Report each line in the listing below that contains the string "stone". Count a line only when its capitalization matches.

--------------------------------------------------

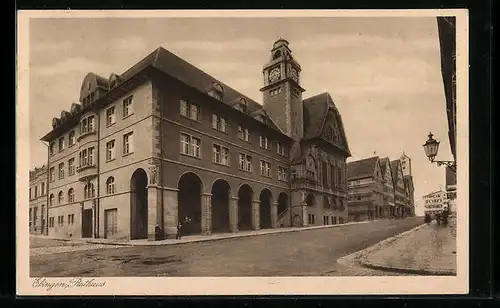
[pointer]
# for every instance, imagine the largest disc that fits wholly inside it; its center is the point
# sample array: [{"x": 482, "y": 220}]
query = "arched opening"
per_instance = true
[
  {"x": 282, "y": 203},
  {"x": 245, "y": 196},
  {"x": 139, "y": 205},
  {"x": 265, "y": 209},
  {"x": 220, "y": 206},
  {"x": 189, "y": 198}
]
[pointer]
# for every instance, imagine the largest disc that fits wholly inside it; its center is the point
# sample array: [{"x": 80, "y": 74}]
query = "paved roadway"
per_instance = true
[{"x": 304, "y": 253}]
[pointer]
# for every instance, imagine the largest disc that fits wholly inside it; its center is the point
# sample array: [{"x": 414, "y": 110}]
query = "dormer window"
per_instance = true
[{"x": 216, "y": 92}]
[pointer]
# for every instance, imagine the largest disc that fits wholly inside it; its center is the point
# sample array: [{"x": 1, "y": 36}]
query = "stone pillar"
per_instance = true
[
  {"x": 152, "y": 215},
  {"x": 305, "y": 216},
  {"x": 206, "y": 214},
  {"x": 274, "y": 215},
  {"x": 233, "y": 214},
  {"x": 256, "y": 214},
  {"x": 170, "y": 212}
]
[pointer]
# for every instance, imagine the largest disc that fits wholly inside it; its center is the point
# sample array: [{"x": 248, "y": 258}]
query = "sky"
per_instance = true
[{"x": 383, "y": 73}]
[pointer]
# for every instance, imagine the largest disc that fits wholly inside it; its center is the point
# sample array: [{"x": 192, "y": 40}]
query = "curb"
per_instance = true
[
  {"x": 363, "y": 255},
  {"x": 233, "y": 236}
]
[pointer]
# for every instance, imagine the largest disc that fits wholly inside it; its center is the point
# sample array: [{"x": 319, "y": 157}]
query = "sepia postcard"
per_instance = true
[{"x": 249, "y": 152}]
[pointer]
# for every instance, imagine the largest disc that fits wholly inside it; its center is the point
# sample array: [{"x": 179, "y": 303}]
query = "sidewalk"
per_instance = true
[
  {"x": 425, "y": 250},
  {"x": 198, "y": 238}
]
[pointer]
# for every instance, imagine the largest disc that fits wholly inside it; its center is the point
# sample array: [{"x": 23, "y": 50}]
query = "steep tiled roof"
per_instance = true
[
  {"x": 169, "y": 63},
  {"x": 361, "y": 168}
]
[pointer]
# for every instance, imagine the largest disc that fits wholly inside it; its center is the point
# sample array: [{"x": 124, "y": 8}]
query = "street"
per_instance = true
[{"x": 304, "y": 253}]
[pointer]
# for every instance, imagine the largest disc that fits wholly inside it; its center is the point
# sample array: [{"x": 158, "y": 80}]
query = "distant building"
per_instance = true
[
  {"x": 435, "y": 202},
  {"x": 365, "y": 182},
  {"x": 451, "y": 188},
  {"x": 38, "y": 200},
  {"x": 165, "y": 141}
]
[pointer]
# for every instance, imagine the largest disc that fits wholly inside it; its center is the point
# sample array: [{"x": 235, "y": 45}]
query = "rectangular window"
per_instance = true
[
  {"x": 324, "y": 170},
  {"x": 219, "y": 123},
  {"x": 61, "y": 171},
  {"x": 281, "y": 149},
  {"x": 189, "y": 110},
  {"x": 220, "y": 155},
  {"x": 184, "y": 108},
  {"x": 265, "y": 168},
  {"x": 61, "y": 144},
  {"x": 216, "y": 153},
  {"x": 91, "y": 156},
  {"x": 264, "y": 142},
  {"x": 311, "y": 219},
  {"x": 52, "y": 174},
  {"x": 195, "y": 112},
  {"x": 110, "y": 150},
  {"x": 245, "y": 162},
  {"x": 190, "y": 145},
  {"x": 110, "y": 116},
  {"x": 243, "y": 133},
  {"x": 128, "y": 144},
  {"x": 282, "y": 173},
  {"x": 127, "y": 106},
  {"x": 185, "y": 140}
]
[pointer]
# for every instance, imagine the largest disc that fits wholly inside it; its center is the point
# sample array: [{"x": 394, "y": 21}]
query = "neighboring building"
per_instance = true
[
  {"x": 165, "y": 141},
  {"x": 435, "y": 202},
  {"x": 409, "y": 186},
  {"x": 389, "y": 204},
  {"x": 451, "y": 189},
  {"x": 38, "y": 200},
  {"x": 366, "y": 190}
]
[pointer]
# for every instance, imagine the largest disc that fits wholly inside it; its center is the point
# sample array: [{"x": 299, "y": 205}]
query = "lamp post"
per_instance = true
[{"x": 431, "y": 147}]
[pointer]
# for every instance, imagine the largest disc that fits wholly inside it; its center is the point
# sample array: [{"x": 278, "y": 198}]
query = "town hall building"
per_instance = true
[{"x": 165, "y": 141}]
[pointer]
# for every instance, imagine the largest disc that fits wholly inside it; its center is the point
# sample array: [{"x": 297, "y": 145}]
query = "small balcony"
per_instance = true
[{"x": 86, "y": 172}]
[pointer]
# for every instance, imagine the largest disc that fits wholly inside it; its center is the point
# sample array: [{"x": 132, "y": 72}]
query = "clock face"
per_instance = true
[
  {"x": 275, "y": 74},
  {"x": 294, "y": 75}
]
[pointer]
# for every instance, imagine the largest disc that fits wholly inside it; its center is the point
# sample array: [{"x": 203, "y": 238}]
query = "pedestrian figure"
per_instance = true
[{"x": 179, "y": 231}]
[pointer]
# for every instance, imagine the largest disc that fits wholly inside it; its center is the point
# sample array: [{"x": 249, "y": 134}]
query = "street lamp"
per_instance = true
[{"x": 431, "y": 147}]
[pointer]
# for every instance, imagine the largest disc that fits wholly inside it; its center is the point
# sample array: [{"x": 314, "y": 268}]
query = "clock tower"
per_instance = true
[{"x": 282, "y": 93}]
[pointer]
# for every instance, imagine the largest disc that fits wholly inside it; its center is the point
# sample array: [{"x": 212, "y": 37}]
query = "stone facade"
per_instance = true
[
  {"x": 38, "y": 200},
  {"x": 378, "y": 189},
  {"x": 166, "y": 143}
]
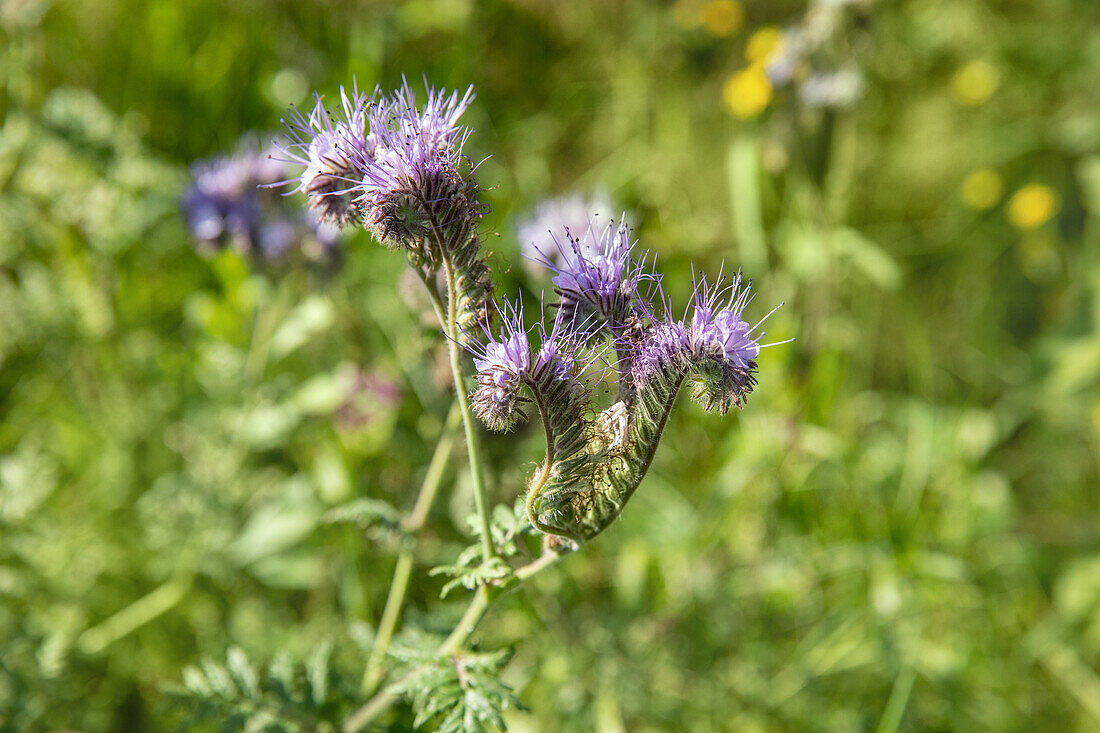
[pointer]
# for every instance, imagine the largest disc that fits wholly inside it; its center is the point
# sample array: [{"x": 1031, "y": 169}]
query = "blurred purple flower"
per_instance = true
[
  {"x": 574, "y": 214},
  {"x": 228, "y": 204}
]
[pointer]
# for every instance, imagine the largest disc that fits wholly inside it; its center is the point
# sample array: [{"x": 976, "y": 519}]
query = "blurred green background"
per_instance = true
[{"x": 898, "y": 533}]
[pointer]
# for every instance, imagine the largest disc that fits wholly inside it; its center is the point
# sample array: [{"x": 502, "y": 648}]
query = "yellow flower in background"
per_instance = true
[
  {"x": 982, "y": 189},
  {"x": 1032, "y": 206},
  {"x": 748, "y": 91},
  {"x": 762, "y": 44},
  {"x": 974, "y": 84},
  {"x": 688, "y": 13},
  {"x": 722, "y": 18}
]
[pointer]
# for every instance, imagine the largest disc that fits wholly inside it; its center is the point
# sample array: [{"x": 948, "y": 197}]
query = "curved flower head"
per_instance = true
[
  {"x": 503, "y": 365},
  {"x": 597, "y": 279},
  {"x": 331, "y": 148},
  {"x": 722, "y": 347},
  {"x": 414, "y": 142}
]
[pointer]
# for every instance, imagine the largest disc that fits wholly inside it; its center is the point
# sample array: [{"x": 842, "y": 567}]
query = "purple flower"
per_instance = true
[
  {"x": 722, "y": 347},
  {"x": 413, "y": 144},
  {"x": 573, "y": 214},
  {"x": 716, "y": 329},
  {"x": 597, "y": 280},
  {"x": 503, "y": 367},
  {"x": 228, "y": 204},
  {"x": 331, "y": 146}
]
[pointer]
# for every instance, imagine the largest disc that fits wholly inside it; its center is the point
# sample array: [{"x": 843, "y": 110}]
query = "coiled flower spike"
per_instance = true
[
  {"x": 714, "y": 346},
  {"x": 396, "y": 168}
]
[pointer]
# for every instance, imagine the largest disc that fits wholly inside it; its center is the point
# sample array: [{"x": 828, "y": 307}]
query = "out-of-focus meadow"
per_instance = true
[{"x": 900, "y": 532}]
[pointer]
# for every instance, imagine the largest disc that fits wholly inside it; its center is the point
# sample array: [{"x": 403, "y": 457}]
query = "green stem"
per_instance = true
[
  {"x": 473, "y": 446},
  {"x": 135, "y": 615},
  {"x": 403, "y": 570},
  {"x": 483, "y": 599}
]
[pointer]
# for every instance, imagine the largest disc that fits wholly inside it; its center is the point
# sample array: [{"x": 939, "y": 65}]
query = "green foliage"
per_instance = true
[
  {"x": 470, "y": 570},
  {"x": 462, "y": 693},
  {"x": 898, "y": 533},
  {"x": 284, "y": 698}
]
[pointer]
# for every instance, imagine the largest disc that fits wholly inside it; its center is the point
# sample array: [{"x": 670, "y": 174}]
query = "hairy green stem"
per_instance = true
[
  {"x": 473, "y": 446},
  {"x": 403, "y": 570},
  {"x": 483, "y": 599}
]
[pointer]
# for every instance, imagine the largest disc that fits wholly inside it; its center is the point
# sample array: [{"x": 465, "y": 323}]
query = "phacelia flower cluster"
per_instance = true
[
  {"x": 397, "y": 168},
  {"x": 228, "y": 205},
  {"x": 538, "y": 233},
  {"x": 596, "y": 458}
]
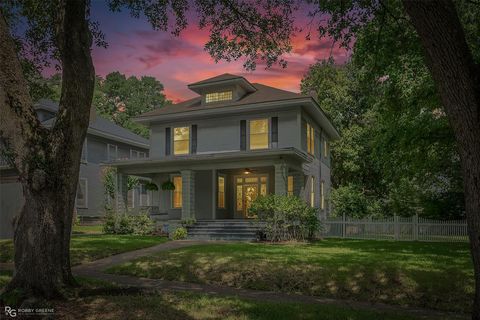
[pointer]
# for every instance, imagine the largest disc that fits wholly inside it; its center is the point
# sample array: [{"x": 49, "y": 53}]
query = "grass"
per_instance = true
[
  {"x": 430, "y": 275},
  {"x": 86, "y": 248},
  {"x": 184, "y": 305},
  {"x": 90, "y": 229}
]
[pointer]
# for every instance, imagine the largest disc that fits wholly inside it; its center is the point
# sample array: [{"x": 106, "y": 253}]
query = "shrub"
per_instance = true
[
  {"x": 180, "y": 233},
  {"x": 285, "y": 217},
  {"x": 128, "y": 224}
]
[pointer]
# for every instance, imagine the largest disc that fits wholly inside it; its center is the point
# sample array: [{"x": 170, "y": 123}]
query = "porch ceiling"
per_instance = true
[{"x": 224, "y": 160}]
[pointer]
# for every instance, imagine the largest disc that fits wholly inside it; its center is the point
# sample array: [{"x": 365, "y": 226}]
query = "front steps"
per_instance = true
[{"x": 238, "y": 230}]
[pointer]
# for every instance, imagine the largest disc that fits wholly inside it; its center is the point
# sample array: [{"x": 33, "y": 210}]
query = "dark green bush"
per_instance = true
[
  {"x": 140, "y": 224},
  {"x": 285, "y": 218}
]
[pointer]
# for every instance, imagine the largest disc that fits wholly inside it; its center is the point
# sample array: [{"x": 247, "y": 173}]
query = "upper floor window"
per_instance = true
[
  {"x": 290, "y": 185},
  {"x": 84, "y": 152},
  {"x": 134, "y": 154},
  {"x": 221, "y": 192},
  {"x": 259, "y": 134},
  {"x": 310, "y": 139},
  {"x": 112, "y": 152},
  {"x": 219, "y": 96},
  {"x": 82, "y": 193},
  {"x": 326, "y": 148},
  {"x": 181, "y": 140}
]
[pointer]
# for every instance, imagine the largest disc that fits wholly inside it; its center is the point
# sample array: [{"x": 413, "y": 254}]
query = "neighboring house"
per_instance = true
[
  {"x": 105, "y": 142},
  {"x": 235, "y": 141}
]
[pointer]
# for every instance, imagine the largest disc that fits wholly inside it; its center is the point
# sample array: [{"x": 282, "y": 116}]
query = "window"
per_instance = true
[
  {"x": 112, "y": 152},
  {"x": 219, "y": 96},
  {"x": 322, "y": 195},
  {"x": 181, "y": 140},
  {"x": 221, "y": 192},
  {"x": 312, "y": 191},
  {"x": 310, "y": 139},
  {"x": 290, "y": 185},
  {"x": 131, "y": 198},
  {"x": 82, "y": 193},
  {"x": 134, "y": 154},
  {"x": 84, "y": 152},
  {"x": 144, "y": 195},
  {"x": 177, "y": 193},
  {"x": 259, "y": 134}
]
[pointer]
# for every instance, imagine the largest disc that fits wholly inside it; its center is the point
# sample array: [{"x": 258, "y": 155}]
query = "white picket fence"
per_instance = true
[{"x": 396, "y": 228}]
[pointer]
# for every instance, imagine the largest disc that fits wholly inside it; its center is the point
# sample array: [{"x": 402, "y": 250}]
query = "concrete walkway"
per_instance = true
[{"x": 95, "y": 270}]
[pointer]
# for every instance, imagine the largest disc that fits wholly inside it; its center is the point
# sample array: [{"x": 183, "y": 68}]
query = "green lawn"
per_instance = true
[
  {"x": 183, "y": 305},
  {"x": 86, "y": 248},
  {"x": 430, "y": 275}
]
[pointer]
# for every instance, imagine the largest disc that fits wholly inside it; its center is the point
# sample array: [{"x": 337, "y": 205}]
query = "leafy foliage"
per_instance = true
[
  {"x": 180, "y": 233},
  {"x": 285, "y": 217}
]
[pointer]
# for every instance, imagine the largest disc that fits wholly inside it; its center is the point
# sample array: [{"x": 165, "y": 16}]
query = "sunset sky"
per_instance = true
[{"x": 136, "y": 49}]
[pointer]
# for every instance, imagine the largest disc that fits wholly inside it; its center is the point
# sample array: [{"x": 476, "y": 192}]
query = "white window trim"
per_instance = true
[
  {"x": 172, "y": 191},
  {"x": 85, "y": 149},
  {"x": 172, "y": 138},
  {"x": 224, "y": 191},
  {"x": 269, "y": 133},
  {"x": 85, "y": 206},
  {"x": 108, "y": 151}
]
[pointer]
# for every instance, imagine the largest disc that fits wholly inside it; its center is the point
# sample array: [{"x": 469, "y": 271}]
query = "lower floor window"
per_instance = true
[
  {"x": 82, "y": 192},
  {"x": 177, "y": 193}
]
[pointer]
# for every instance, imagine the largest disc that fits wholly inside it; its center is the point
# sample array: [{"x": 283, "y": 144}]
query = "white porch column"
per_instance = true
[
  {"x": 188, "y": 194},
  {"x": 214, "y": 193},
  {"x": 121, "y": 191},
  {"x": 281, "y": 179}
]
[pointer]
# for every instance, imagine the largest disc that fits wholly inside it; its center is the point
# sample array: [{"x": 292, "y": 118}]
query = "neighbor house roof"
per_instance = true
[{"x": 101, "y": 127}]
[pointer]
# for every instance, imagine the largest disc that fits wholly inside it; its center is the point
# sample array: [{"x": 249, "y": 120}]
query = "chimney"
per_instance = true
[{"x": 93, "y": 114}]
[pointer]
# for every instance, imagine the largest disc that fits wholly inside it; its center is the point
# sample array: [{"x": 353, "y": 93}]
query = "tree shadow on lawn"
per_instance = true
[{"x": 436, "y": 281}]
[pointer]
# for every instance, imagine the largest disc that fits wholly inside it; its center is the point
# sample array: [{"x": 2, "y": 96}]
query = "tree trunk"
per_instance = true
[
  {"x": 458, "y": 82},
  {"x": 47, "y": 160}
]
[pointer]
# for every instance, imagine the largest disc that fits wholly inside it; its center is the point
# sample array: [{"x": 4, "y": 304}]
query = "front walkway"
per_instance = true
[{"x": 95, "y": 270}]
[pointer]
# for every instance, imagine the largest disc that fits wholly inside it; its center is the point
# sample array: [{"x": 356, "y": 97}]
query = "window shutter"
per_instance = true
[
  {"x": 168, "y": 141},
  {"x": 243, "y": 135},
  {"x": 274, "y": 132},
  {"x": 194, "y": 138}
]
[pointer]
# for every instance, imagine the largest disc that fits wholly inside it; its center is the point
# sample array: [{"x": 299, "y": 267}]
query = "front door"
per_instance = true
[{"x": 248, "y": 188}]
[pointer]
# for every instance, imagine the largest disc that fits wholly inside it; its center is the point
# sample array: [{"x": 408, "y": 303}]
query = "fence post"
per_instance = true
[
  {"x": 415, "y": 227},
  {"x": 396, "y": 227}
]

--------------------------------------------------

▶ _SOLUTION TO THIS TASK_:
query = "stone pillar"
query = "stone facade"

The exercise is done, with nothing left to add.